Tuesday, March 5, 2013

A Contemplation on Religion and Science


The religious world is comprised of many different views and beliefs. From Christianity to Buddhism, Wiccan to Hinduism, religions have been a part of the human race since its birth. Religion has served to unite people as well as prove to be a catalyst for debate, argument, and war. How could something intended for such good become such a place of turmoil and hurt for so many? Often, the differences held by religions are more emphasized than the common threads that are shared. This unfortunate focus on the points that cause rifts between views is something that has held back followers from being truly unified with their fellow man. Although religious beliefs, like Christianity, are rooted in spiritual faith, technological advances and scientific discovery may prove the actuality of reality to be a conglomeration of many belief systems.

The Basics

The mysticism of God is portrayed differently in each religion, whether minutely or profoundly. Christianity, Judaism, and Islam are founded within in the same text of the Old Testament, yet differ greatly in not only their worship but in the catalyst of their origins (Fisher, 2005). These differences are as plain as black and white, yet when the beliefs are looked on a whole; the similarities are hard to miss. These three religions believe in a divine creator who spawned man in his own image, giving each man a spark of his divinity. Judaism is based on a promise made from God to make a great people from the son of Abraham, a people who would spread the teachings and love of God (Fisher, 2005). Similarly,

Christianity, although without any claim to a special promise, holds many of the same views in regard to acceptance and love of their fellow man. Christianity also recognizes the Son of God, Jesus Christ, as being the savior of man who died divinely so that salvation can be found merely in the acceptance of this sacrificial lamb (Fisher, 2005). This man, Jesus Christ, who fulfilled the prophecies laid out by the Old Testament, is not honored in Islam but rather has become a point of difference between the two religions. It is differences like these that separate religions of common origin.

◆ Actions to take
**a)** In the essay on religion and science, which three religions are said to be founded within the same text of the Old Testament?
**b)** Reproduce the essay on religion and science, starting with "The religious world" and going on through "many belief systems.".

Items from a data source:
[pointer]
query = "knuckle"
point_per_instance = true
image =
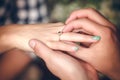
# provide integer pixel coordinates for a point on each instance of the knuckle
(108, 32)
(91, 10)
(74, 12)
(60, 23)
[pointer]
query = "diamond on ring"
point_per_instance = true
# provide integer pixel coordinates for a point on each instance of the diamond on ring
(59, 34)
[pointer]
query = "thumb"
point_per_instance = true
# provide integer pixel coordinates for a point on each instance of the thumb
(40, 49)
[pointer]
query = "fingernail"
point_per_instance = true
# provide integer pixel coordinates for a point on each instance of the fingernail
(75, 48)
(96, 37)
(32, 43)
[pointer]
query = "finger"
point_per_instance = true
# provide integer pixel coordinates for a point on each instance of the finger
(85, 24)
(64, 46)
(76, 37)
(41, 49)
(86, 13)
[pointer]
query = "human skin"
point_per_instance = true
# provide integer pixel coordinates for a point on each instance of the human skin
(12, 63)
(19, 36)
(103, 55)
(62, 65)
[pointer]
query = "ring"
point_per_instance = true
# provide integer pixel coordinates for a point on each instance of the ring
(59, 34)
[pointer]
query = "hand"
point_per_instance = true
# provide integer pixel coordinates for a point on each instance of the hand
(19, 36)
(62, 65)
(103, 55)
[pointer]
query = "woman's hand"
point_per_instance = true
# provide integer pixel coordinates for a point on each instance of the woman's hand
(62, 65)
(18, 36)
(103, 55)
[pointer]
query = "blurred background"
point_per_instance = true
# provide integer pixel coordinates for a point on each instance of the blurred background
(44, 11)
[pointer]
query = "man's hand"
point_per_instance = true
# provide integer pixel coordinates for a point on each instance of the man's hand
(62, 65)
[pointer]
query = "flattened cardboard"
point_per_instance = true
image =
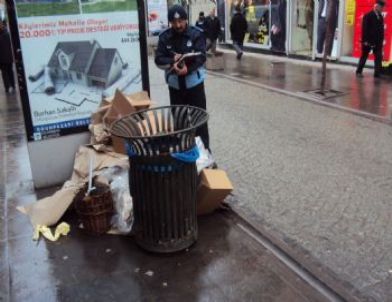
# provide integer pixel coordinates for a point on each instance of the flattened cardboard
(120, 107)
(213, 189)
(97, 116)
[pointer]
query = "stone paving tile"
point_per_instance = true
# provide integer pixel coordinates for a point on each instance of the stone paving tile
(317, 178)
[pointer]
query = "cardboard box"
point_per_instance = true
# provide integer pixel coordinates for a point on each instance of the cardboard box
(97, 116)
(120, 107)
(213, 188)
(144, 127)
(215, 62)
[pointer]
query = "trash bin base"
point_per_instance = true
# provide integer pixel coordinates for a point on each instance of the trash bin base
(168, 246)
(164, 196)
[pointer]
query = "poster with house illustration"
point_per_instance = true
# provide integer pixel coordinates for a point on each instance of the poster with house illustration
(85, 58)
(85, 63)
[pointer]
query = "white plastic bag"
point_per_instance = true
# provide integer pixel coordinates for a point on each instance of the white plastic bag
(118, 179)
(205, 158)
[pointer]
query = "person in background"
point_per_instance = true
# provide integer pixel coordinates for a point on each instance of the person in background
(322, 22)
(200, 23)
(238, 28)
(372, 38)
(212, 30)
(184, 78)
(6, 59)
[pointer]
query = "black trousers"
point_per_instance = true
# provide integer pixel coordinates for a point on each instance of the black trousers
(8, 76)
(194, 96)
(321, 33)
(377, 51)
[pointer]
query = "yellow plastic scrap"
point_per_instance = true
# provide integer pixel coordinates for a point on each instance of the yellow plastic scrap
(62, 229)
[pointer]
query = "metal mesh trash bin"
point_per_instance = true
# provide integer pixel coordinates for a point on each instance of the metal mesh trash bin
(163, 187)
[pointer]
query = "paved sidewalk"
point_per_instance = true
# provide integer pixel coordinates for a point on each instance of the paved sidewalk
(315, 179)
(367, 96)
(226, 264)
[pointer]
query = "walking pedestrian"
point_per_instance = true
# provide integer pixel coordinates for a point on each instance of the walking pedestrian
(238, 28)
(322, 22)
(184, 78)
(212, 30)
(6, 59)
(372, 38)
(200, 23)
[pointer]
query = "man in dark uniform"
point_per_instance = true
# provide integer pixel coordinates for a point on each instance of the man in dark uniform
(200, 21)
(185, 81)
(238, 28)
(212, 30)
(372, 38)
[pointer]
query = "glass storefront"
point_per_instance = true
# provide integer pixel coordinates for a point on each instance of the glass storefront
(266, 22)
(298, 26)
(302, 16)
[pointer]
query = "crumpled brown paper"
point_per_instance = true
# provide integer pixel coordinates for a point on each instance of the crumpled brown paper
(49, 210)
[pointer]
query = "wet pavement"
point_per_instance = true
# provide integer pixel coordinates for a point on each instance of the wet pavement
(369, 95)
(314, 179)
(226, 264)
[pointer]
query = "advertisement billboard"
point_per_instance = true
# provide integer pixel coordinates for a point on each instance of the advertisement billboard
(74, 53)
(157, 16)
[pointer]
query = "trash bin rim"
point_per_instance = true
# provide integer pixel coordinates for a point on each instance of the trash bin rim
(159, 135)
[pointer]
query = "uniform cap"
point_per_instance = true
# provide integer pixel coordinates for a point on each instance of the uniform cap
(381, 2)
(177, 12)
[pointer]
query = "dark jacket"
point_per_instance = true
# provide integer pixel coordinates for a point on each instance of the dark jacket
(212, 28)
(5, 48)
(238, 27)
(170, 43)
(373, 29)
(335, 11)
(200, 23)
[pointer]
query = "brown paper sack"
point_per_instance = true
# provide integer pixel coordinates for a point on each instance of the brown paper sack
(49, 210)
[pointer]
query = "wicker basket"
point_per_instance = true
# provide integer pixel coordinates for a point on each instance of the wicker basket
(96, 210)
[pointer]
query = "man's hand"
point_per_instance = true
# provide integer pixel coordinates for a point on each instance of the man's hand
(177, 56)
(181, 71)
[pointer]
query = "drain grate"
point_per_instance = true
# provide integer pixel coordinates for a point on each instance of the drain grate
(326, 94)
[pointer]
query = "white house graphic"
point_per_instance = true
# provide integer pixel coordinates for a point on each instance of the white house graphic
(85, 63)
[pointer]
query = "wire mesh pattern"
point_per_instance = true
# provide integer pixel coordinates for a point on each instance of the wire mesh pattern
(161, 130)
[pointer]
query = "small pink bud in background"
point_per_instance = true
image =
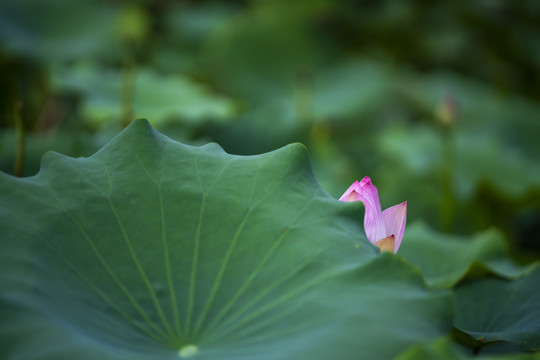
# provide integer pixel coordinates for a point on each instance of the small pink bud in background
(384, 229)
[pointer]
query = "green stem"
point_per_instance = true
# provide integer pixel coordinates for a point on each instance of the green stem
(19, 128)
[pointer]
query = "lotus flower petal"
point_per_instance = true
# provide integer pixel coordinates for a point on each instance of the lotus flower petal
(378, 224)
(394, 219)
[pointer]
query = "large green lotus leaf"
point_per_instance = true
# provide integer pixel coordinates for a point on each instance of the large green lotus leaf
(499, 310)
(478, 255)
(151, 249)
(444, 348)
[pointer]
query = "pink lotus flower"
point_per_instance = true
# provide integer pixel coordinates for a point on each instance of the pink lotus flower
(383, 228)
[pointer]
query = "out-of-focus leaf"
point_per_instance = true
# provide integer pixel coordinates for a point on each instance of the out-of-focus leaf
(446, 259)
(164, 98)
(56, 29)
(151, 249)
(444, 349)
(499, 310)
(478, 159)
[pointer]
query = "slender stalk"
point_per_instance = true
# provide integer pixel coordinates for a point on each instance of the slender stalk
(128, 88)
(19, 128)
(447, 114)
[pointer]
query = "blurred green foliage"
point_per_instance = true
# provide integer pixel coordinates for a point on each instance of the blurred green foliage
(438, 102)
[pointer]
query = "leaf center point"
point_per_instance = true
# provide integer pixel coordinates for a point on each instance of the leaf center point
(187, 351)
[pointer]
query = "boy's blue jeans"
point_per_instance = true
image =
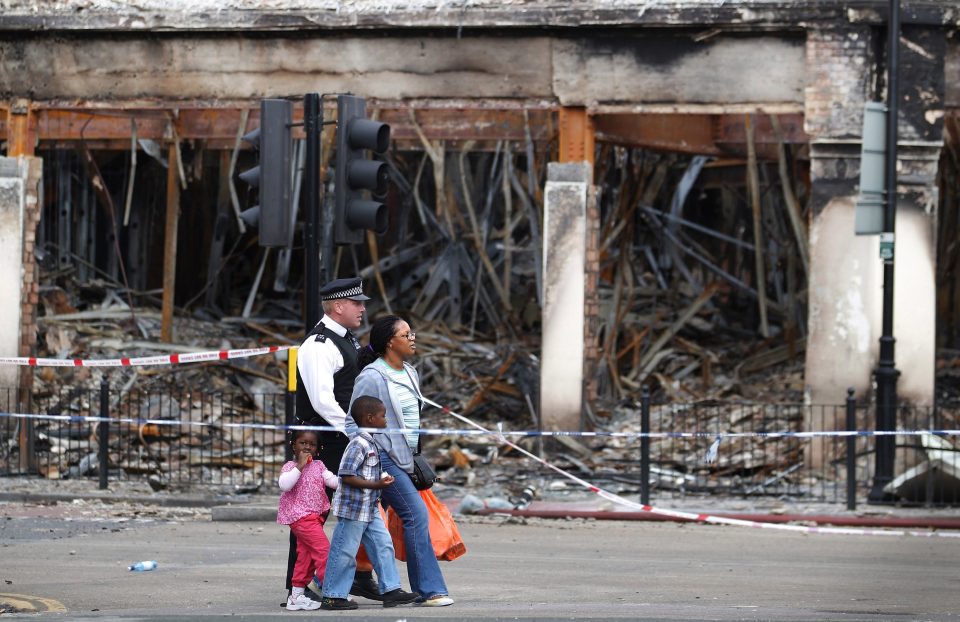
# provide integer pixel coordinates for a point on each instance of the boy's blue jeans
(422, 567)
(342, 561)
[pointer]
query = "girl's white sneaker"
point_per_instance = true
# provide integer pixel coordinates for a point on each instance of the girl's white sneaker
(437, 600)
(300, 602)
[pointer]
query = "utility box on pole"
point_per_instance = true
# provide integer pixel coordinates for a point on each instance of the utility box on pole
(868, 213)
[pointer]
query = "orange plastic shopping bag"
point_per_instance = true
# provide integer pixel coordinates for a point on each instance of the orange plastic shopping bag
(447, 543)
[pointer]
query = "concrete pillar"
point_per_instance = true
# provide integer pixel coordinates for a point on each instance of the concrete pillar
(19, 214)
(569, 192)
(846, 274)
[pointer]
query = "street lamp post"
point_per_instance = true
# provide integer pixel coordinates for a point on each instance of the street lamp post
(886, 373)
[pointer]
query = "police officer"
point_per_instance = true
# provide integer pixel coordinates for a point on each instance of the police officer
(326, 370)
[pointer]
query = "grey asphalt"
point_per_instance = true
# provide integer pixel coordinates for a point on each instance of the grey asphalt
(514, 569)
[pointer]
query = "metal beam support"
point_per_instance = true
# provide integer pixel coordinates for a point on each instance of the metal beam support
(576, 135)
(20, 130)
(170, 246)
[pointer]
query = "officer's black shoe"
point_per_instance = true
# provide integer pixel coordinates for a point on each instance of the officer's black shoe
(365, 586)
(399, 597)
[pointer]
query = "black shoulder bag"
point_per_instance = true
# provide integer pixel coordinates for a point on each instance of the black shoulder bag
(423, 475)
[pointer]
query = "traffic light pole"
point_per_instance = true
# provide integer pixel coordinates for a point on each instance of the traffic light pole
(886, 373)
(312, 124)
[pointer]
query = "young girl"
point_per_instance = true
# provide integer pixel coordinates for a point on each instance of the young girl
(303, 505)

◆ Responses by task
**a)** Christianity, Judaism, and Islam.

**b)**
The religious world is comprised of many different views and beliefs. From Christianity to Buddhism, Wiccan to Hinduism, religions have been a part of the human race since its birth. Religion has served to unite people as well as prove to be a catalyst for debate, argument, and war. How could something intended for such good become such a place of turmoil and hurt for so many? Often, the differences held by religions are more emphasized than the common threads that are shared. This unfortunate focus on the points that cause rifts between views is something that has held back followers from being truly unified with their fellow man. Although religious beliefs, like Christianity, are rooted in spiritual faith, technological advances and scientific discovery may prove the actuality of reality to be a conglomeration of many belief systems.